— Instructions for the task —
Scan the entries that follow for the word "necktie", then report every line in which it appears.

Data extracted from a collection
=== Begin Enclosure ===

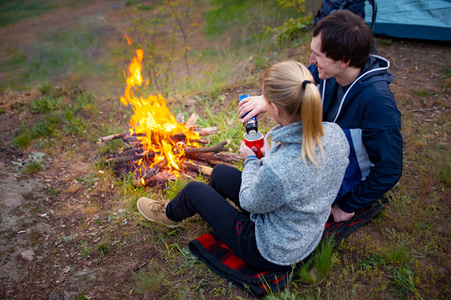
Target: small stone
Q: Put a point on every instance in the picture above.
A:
(28, 255)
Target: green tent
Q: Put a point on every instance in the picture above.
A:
(415, 19)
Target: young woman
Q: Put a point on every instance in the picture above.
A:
(285, 197)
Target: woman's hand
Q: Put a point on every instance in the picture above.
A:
(254, 106)
(266, 147)
(245, 151)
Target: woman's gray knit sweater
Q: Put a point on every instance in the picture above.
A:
(290, 199)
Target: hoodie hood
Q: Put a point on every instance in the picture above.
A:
(374, 70)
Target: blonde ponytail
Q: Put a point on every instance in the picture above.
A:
(289, 85)
(312, 127)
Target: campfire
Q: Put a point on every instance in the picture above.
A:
(158, 147)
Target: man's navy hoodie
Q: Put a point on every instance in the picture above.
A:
(366, 111)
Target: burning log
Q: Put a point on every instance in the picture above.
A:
(192, 120)
(130, 138)
(216, 158)
(124, 135)
(208, 130)
(215, 148)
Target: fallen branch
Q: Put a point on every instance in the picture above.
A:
(119, 136)
(215, 149)
(207, 130)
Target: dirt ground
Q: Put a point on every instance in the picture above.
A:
(31, 226)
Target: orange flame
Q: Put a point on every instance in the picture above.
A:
(152, 117)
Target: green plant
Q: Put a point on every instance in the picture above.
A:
(405, 280)
(316, 269)
(149, 281)
(34, 163)
(292, 27)
(46, 104)
(23, 139)
(104, 248)
(444, 174)
(45, 88)
(85, 250)
(89, 180)
(47, 127)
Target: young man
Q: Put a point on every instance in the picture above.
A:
(355, 91)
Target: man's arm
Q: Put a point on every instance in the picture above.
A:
(385, 151)
(381, 136)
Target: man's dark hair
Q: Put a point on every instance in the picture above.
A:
(345, 36)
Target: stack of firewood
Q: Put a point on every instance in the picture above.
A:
(134, 158)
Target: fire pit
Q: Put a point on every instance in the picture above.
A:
(158, 148)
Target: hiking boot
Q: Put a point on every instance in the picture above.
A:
(154, 211)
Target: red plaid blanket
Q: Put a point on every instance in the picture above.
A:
(211, 250)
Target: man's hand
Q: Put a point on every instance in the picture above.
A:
(340, 215)
(245, 151)
(255, 106)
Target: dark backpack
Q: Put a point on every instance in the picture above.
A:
(356, 6)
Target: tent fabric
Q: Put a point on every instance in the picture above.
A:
(415, 19)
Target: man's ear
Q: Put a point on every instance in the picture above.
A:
(344, 64)
(275, 109)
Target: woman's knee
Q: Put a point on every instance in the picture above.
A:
(220, 172)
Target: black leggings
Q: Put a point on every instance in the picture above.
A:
(233, 226)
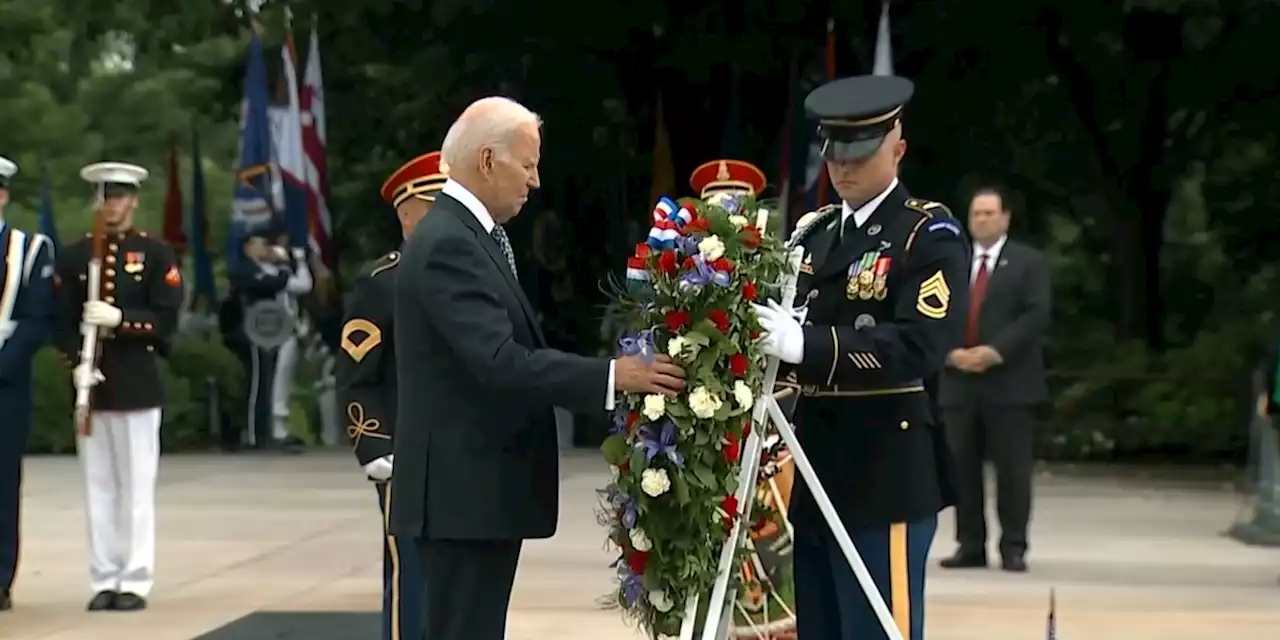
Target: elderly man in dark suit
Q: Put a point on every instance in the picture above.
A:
(991, 387)
(476, 455)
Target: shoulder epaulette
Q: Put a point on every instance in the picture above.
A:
(928, 208)
(805, 224)
(384, 263)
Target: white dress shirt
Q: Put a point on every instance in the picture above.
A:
(469, 200)
(864, 213)
(990, 254)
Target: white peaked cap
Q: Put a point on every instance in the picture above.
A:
(119, 173)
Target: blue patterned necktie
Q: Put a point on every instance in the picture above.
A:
(499, 236)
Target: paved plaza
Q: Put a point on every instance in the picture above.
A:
(1129, 560)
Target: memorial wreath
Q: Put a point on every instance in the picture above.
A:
(676, 460)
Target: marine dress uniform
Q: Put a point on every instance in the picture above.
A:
(366, 388)
(880, 280)
(137, 315)
(26, 318)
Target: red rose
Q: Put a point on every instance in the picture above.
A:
(730, 506)
(676, 320)
(638, 561)
(667, 263)
(720, 319)
(732, 448)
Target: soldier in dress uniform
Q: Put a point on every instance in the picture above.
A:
(265, 274)
(366, 387)
(880, 278)
(726, 178)
(26, 318)
(137, 315)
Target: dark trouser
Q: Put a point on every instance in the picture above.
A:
(831, 604)
(402, 580)
(13, 444)
(1001, 433)
(261, 378)
(467, 586)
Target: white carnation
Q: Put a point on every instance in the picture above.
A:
(711, 247)
(703, 402)
(743, 394)
(639, 540)
(654, 481)
(675, 346)
(659, 600)
(654, 406)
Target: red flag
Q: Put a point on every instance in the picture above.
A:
(174, 233)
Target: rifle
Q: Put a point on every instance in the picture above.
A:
(90, 333)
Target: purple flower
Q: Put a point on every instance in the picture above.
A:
(659, 442)
(640, 343)
(632, 584)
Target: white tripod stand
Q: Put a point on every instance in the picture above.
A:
(718, 620)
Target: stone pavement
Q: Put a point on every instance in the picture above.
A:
(1129, 560)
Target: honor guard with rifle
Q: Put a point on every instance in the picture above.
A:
(287, 359)
(263, 278)
(27, 307)
(881, 275)
(119, 296)
(366, 388)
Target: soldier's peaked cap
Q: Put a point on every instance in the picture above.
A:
(115, 178)
(8, 169)
(420, 177)
(732, 176)
(854, 114)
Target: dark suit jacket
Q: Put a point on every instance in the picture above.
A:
(476, 455)
(1013, 320)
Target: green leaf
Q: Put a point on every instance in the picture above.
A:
(638, 462)
(705, 476)
(681, 488)
(615, 449)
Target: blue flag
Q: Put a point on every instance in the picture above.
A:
(252, 192)
(201, 263)
(46, 211)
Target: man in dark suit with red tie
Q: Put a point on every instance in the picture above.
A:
(991, 387)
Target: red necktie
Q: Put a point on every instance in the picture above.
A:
(976, 293)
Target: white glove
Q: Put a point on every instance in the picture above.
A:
(784, 338)
(101, 314)
(86, 376)
(380, 469)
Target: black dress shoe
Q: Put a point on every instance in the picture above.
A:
(964, 560)
(129, 602)
(103, 600)
(1014, 563)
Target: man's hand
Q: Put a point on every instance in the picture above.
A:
(632, 374)
(784, 337)
(380, 469)
(101, 314)
(86, 376)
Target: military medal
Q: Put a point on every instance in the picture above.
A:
(880, 289)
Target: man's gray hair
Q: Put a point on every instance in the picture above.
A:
(488, 122)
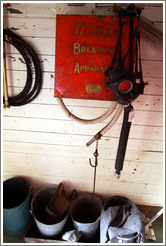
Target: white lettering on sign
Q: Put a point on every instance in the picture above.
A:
(84, 68)
(91, 49)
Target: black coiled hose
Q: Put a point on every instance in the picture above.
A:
(33, 83)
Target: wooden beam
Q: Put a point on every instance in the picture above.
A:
(148, 30)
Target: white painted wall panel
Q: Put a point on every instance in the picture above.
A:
(44, 145)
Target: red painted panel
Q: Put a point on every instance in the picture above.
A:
(84, 50)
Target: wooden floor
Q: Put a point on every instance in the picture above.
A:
(149, 212)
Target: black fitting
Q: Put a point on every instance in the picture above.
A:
(123, 141)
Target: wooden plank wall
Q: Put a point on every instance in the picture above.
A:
(46, 147)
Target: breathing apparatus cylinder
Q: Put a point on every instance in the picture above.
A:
(124, 82)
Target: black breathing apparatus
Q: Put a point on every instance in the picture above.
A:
(127, 84)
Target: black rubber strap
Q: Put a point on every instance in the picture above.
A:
(123, 140)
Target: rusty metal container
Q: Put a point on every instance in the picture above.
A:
(16, 206)
(47, 224)
(85, 213)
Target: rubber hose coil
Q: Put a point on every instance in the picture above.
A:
(33, 82)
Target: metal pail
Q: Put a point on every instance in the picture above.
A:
(47, 225)
(16, 206)
(85, 213)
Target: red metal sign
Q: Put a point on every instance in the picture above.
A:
(85, 47)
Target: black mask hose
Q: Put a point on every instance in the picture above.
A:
(33, 81)
(123, 141)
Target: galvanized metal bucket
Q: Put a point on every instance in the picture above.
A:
(85, 213)
(16, 206)
(47, 225)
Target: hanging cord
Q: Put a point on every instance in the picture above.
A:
(32, 88)
(96, 154)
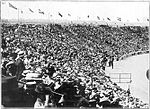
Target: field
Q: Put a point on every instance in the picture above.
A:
(137, 66)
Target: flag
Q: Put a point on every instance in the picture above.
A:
(41, 12)
(31, 10)
(69, 15)
(21, 12)
(118, 18)
(108, 19)
(98, 18)
(12, 6)
(60, 15)
(3, 3)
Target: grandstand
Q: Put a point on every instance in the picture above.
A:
(64, 58)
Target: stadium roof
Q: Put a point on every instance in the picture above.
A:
(84, 11)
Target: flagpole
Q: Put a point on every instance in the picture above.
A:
(18, 15)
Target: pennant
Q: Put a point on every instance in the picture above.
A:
(12, 6)
(69, 15)
(41, 12)
(98, 18)
(21, 12)
(3, 3)
(60, 15)
(108, 19)
(118, 18)
(31, 10)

=== End Enclosure ===

— Response for this exercise —
Target: blue patterned necktie
Target: red necktie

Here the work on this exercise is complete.